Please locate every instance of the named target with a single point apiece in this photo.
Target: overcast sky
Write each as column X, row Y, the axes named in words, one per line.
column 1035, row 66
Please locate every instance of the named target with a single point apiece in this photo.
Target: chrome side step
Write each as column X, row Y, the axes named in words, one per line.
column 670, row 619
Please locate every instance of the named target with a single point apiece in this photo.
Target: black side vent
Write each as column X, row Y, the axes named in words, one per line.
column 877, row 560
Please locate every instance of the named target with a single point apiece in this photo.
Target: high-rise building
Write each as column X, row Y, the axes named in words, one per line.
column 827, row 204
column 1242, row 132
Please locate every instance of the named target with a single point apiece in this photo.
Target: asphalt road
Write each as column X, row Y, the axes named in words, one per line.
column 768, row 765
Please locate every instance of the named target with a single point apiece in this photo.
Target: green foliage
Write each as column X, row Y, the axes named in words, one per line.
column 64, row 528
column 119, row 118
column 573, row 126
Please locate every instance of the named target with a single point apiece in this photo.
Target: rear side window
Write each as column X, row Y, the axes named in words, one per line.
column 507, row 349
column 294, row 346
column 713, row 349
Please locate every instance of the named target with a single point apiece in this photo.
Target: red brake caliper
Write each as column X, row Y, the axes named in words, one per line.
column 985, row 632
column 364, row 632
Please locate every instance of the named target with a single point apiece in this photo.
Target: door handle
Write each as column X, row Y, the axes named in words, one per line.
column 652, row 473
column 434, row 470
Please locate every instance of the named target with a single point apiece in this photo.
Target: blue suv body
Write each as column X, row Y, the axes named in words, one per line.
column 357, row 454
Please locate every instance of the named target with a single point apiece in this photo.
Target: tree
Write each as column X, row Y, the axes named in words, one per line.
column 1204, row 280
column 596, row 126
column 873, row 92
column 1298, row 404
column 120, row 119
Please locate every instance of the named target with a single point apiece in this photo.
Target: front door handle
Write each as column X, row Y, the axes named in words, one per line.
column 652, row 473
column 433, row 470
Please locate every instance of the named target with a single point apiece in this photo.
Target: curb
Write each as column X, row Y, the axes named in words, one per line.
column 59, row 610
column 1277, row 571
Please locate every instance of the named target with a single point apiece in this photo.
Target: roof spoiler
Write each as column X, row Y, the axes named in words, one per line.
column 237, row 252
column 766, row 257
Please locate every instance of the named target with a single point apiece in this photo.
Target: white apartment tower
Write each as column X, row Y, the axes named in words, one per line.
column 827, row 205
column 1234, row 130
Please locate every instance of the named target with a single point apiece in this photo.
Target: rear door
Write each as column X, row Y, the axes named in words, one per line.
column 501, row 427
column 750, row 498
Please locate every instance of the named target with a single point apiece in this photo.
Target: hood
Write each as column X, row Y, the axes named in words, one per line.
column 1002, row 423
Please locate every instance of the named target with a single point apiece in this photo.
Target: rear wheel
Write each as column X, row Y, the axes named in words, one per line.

═══

WHAT YOU NEED TO DO: Search the material above for "rear". Pull out each line where it shows up.

EXERCISE RESPONSE:
Target: rear side window
Target: rear door
Target: rear wheel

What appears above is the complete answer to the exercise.